→ Instructions
A - From the statement on UK physician associates, reproduce verbatim the passage starting at "The American Academy" and ending at "across the UK.".
B - Answer these from the statement on UK physician associates:
(i) On what date was it published?
(ii) What does it say UMAPs is?
(iii) How many years of history does it credit UK physician associates with?

→ Passage provided
○ ○ ○ ○ ○ ○ ○

Supporting Our Physician Associate Colleagues in the United Kingdom
AAPA Responds to the Leng Review’s Misrepresentation of UK Physician Associates
October 31, 2025
By Todd Pickard, DMSc, PA-C, DFAAPA
President and Chair of the Board, American Academy of Physician Associates
As physician associates (PAs) in the United States, our profession is rooted in one mission: expanding access to safe, high-quality, patient-centered care. Across the Atlantic, our physician associate colleagues in the United Kingdom (UK) share that same mission—but unfortunately, their 20-year history of expanding access and providing safe care is being distorted and misrepresented.
The American Academy of Physician Associates (AAPA) has been in close contact with UMAPs—the recognized trade union for UK Medical Associate Professionals—and has stayed carefully apprised of the concerning situation unfolding abroad. We were disappointed to learn about efforts to strip UK physician associates of their title, as well as implement sweeping changes that could undermine their clinical expertise, limit their ability to care for patients, and put thousands of their jobs at risk. These actions threaten not only the livelihoods of dedicated providers, but more importantly, the continuity, accessibility, and safety of patient care across the UK.

○ ○ ○ ○ ○ ○ ○

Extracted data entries
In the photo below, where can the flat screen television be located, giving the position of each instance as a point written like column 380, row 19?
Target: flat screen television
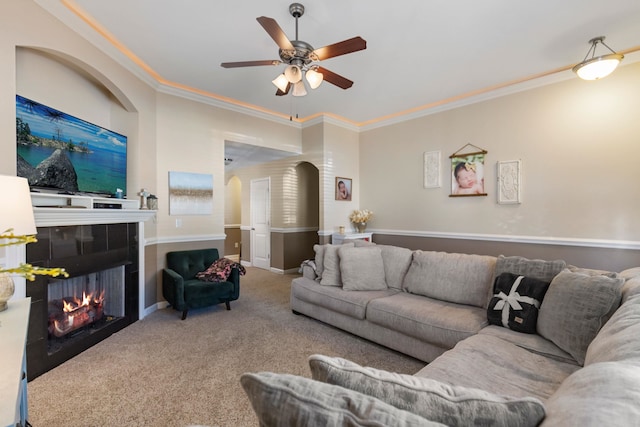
column 61, row 153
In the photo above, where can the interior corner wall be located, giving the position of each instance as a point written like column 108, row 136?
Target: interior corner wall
column 341, row 159
column 578, row 143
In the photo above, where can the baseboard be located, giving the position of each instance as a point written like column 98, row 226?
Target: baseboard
column 280, row 271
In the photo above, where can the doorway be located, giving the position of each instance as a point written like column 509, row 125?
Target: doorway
column 260, row 207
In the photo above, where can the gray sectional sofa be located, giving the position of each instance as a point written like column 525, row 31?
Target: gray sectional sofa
column 580, row 363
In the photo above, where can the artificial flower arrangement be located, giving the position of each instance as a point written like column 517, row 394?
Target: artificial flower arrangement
column 28, row 271
column 360, row 215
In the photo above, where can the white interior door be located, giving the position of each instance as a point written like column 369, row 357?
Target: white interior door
column 260, row 223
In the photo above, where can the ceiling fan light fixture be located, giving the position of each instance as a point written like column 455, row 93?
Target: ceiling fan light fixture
column 597, row 67
column 299, row 89
column 314, row 78
column 293, row 73
column 281, row 82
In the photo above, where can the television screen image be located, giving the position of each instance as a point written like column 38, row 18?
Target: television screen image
column 57, row 151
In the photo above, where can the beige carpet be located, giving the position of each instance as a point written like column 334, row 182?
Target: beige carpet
column 162, row 371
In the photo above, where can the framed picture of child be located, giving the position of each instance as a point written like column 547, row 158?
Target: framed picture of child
column 467, row 174
column 343, row 189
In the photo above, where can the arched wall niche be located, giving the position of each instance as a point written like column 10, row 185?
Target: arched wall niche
column 87, row 71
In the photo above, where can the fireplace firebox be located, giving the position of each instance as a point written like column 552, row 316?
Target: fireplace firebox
column 99, row 297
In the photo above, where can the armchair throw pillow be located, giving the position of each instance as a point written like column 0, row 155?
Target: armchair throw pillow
column 516, row 301
column 220, row 271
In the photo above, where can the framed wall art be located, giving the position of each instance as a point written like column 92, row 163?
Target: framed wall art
column 190, row 193
column 432, row 169
column 467, row 172
column 509, row 185
column 343, row 189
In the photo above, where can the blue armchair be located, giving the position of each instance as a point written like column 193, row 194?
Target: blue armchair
column 183, row 290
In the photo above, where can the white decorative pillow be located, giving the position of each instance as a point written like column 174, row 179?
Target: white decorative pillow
column 450, row 405
column 331, row 271
column 288, row 400
column 575, row 307
column 361, row 269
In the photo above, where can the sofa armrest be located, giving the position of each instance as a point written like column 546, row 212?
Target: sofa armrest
column 234, row 278
column 173, row 288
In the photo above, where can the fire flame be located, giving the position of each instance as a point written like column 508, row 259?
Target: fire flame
column 87, row 299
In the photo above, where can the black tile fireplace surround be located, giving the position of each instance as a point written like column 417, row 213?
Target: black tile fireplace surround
column 82, row 250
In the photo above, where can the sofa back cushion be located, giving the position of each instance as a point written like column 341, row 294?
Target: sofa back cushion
column 361, row 268
column 396, row 262
column 575, row 307
column 431, row 399
column 458, row 278
column 534, row 268
column 331, row 264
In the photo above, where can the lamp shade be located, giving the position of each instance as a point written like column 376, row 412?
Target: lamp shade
column 281, row 82
column 599, row 67
column 16, row 211
column 314, row 78
column 293, row 73
column 299, row 89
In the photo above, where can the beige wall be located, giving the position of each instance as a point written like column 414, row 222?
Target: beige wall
column 578, row 142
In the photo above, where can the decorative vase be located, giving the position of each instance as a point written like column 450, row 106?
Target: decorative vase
column 7, row 289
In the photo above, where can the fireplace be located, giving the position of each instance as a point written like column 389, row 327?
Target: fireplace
column 100, row 296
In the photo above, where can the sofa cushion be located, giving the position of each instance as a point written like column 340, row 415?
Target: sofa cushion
column 516, row 301
column 353, row 304
column 361, row 268
column 458, row 278
column 531, row 342
column 438, row 322
column 288, row 400
column 618, row 340
column 498, row 366
column 319, row 250
column 331, row 263
column 450, row 405
column 396, row 262
column 575, row 308
column 535, row 268
column 602, row 394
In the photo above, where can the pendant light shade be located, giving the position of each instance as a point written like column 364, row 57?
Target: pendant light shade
column 281, row 82
column 299, row 89
column 293, row 73
column 596, row 67
column 314, row 78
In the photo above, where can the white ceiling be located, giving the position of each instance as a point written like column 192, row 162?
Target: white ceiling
column 419, row 52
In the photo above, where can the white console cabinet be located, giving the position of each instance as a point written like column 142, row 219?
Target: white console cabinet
column 50, row 200
column 338, row 239
column 14, row 322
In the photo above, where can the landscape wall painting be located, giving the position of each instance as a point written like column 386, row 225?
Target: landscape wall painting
column 190, row 193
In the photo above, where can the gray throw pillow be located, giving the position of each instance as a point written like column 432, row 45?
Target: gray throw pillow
column 288, row 400
column 450, row 405
column 575, row 307
column 396, row 262
column 331, row 271
column 361, row 268
column 535, row 268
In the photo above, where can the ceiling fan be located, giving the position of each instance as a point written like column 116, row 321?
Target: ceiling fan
column 301, row 58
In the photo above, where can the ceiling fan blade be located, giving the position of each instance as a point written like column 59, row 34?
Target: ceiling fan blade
column 249, row 63
column 271, row 26
column 341, row 48
column 281, row 93
column 335, row 79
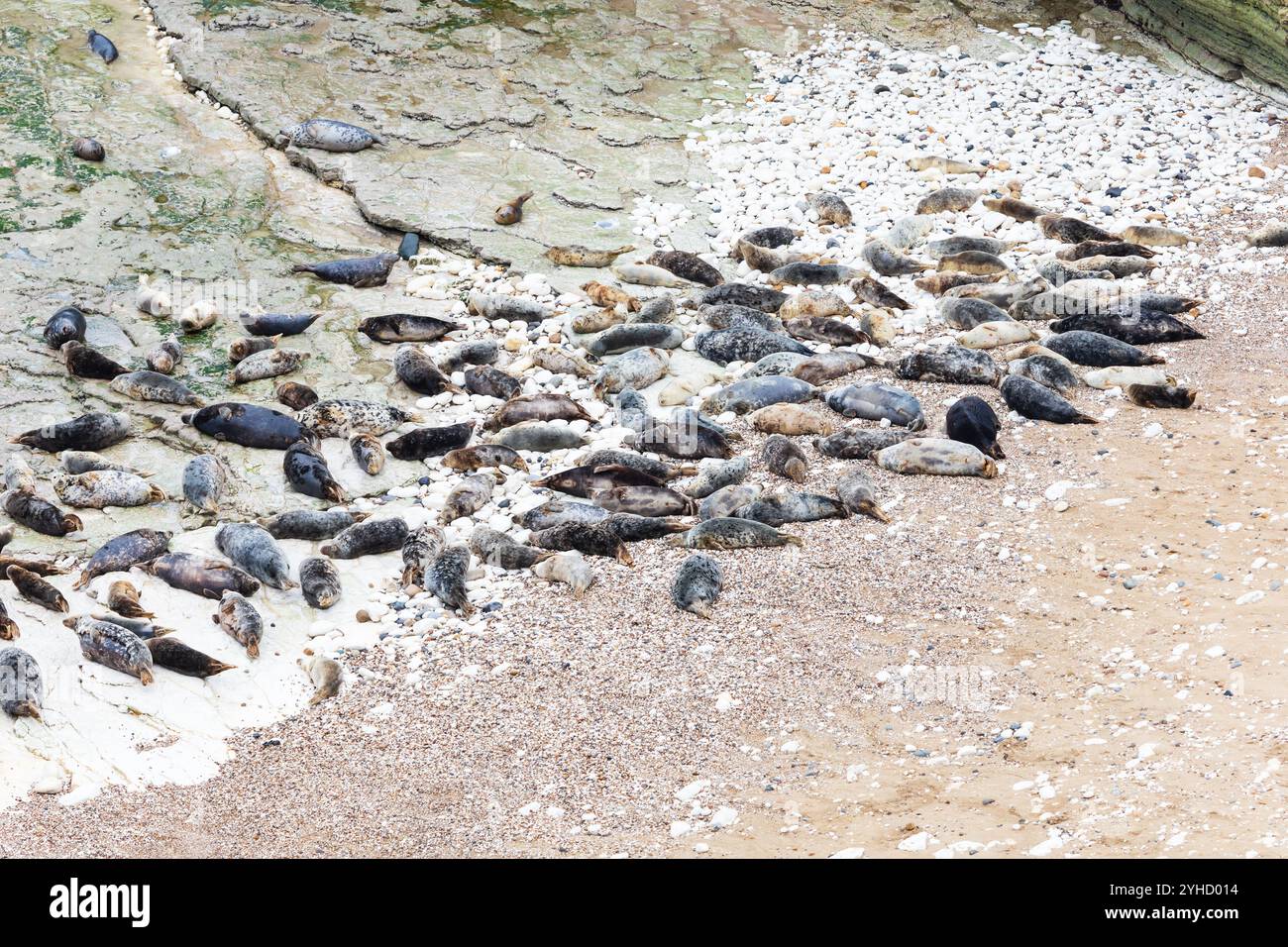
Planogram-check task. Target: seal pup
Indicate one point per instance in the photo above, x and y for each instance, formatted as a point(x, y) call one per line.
point(325, 674)
point(63, 326)
point(730, 532)
point(360, 272)
point(175, 656)
point(511, 211)
point(240, 621)
point(446, 579)
point(571, 569)
point(153, 385)
point(309, 525)
point(254, 549)
point(102, 488)
point(368, 538)
point(369, 454)
point(697, 585)
point(25, 694)
point(936, 457)
point(91, 432)
point(785, 459)
point(165, 357)
point(578, 256)
point(1098, 351)
point(40, 514)
point(1160, 395)
point(327, 134)
point(123, 552)
point(687, 266)
point(831, 208)
point(874, 402)
point(82, 361)
point(1038, 402)
point(406, 328)
point(37, 589)
point(103, 47)
point(858, 496)
point(114, 646)
point(123, 598)
point(973, 421)
point(320, 581)
point(951, 364)
point(201, 577)
point(308, 474)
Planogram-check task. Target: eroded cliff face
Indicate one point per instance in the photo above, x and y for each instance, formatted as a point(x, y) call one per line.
point(1234, 39)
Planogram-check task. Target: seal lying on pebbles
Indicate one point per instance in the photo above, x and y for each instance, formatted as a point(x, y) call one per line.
point(82, 361)
point(739, 294)
point(419, 551)
point(951, 364)
point(123, 552)
point(875, 292)
point(166, 356)
point(360, 272)
point(859, 444)
point(785, 459)
point(63, 326)
point(201, 577)
point(406, 328)
point(175, 656)
point(730, 532)
point(1098, 351)
point(875, 402)
point(948, 200)
point(1160, 395)
point(1052, 372)
point(254, 549)
point(241, 621)
point(320, 581)
point(857, 493)
point(327, 134)
point(368, 453)
point(309, 525)
point(571, 569)
point(511, 211)
point(589, 539)
point(25, 694)
point(91, 432)
point(37, 589)
point(347, 416)
point(123, 598)
point(153, 385)
point(831, 208)
point(325, 674)
point(793, 508)
point(1038, 402)
point(501, 552)
point(446, 579)
point(249, 425)
point(578, 256)
point(973, 421)
point(308, 474)
point(369, 538)
point(697, 585)
point(40, 514)
point(1070, 230)
point(114, 647)
point(936, 457)
point(687, 266)
point(1136, 329)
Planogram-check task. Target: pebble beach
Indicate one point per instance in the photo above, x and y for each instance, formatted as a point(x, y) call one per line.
point(1073, 657)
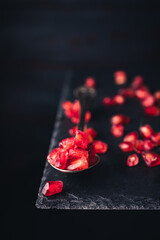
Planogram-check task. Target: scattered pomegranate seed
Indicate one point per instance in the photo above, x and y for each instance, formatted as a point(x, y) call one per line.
point(126, 146)
point(151, 159)
point(90, 82)
point(132, 160)
point(99, 146)
point(119, 99)
point(52, 187)
point(148, 101)
point(131, 137)
point(117, 130)
point(139, 146)
point(120, 77)
point(152, 111)
point(146, 131)
point(137, 82)
point(107, 101)
point(148, 145)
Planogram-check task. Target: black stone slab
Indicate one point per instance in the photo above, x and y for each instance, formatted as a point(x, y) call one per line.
point(111, 184)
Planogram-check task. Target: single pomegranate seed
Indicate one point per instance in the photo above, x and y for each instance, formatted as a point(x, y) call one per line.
point(81, 139)
point(148, 145)
point(148, 101)
point(77, 164)
point(120, 77)
point(90, 82)
point(127, 92)
point(146, 131)
point(131, 137)
point(137, 82)
point(119, 99)
point(107, 101)
point(126, 146)
point(151, 159)
point(132, 160)
point(119, 119)
point(77, 153)
point(152, 111)
point(117, 130)
point(58, 157)
point(52, 187)
point(99, 146)
point(139, 146)
point(156, 138)
point(67, 143)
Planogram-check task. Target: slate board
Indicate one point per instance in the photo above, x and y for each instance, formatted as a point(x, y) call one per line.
point(111, 184)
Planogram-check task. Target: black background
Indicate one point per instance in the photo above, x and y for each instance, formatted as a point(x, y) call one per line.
point(40, 41)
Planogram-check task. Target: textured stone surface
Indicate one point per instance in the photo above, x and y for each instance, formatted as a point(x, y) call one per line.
point(111, 184)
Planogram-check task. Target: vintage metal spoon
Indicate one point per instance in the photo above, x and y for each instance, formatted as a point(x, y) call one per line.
point(85, 96)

○ ○ ○ ○ ○ ○ ○

→ List of answers
A -
The American Academy of Physician Associates (AAPA) has been in close contact with UMAPs—the recognized trade union for UK Medical Associate Professionals—and has stayed carefully apprised of the concerning situation unfolding abroad. We were disappointed to learn about efforts to strip UK physician associates of their title, as well as implement sweeping changes that could undermine their clinical expertise, limit their ability to care for patients, and put thousands of their jobs at risk. These actions threaten not only the livelihoods of dedicated providers, but more importantly, the continuity, accessibility, and safety of patient care across the UK.

B -
(i) October 31, 2025
(ii) The recognized trade union for UK Medical Associate Professionals
(iii) 20 years